**Task to carry out**. Count the lines below containing "leaves"; state the number only.

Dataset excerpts
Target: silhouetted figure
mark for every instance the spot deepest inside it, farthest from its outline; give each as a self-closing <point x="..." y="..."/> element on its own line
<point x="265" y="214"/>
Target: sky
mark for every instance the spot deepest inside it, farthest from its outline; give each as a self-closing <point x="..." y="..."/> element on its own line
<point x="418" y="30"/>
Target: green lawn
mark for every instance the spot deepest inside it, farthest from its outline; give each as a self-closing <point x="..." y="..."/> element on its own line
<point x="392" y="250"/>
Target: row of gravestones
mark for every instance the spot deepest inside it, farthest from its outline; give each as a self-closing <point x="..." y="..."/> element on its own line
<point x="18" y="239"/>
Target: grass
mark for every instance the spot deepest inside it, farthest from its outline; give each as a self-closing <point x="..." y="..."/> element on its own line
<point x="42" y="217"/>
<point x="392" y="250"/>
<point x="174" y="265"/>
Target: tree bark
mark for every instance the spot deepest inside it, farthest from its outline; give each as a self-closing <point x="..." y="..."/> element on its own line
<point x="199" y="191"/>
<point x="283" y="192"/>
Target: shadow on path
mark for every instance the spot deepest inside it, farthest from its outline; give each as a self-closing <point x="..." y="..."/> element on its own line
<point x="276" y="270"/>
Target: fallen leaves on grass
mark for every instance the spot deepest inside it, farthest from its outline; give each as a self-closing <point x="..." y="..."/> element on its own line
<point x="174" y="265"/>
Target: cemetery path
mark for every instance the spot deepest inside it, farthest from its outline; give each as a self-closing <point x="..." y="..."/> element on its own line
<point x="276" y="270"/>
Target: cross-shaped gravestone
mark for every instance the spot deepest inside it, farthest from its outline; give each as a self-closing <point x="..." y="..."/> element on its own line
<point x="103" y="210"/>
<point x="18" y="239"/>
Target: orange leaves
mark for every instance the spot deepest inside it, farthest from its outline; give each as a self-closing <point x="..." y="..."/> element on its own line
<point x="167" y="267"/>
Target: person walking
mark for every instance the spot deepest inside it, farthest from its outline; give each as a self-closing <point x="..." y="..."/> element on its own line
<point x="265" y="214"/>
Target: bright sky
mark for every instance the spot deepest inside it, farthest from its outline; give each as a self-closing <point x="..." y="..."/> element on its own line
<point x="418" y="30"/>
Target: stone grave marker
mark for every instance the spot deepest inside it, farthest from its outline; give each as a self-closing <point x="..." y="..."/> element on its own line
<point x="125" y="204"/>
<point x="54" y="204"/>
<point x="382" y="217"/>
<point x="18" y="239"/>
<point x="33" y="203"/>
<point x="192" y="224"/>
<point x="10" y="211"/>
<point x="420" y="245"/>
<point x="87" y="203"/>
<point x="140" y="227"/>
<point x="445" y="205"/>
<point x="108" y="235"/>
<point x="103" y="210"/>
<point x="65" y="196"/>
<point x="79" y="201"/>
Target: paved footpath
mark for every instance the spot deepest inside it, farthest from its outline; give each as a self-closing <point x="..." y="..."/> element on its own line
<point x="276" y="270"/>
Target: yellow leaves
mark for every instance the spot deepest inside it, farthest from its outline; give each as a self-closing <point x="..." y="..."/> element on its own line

**Written solution**. 3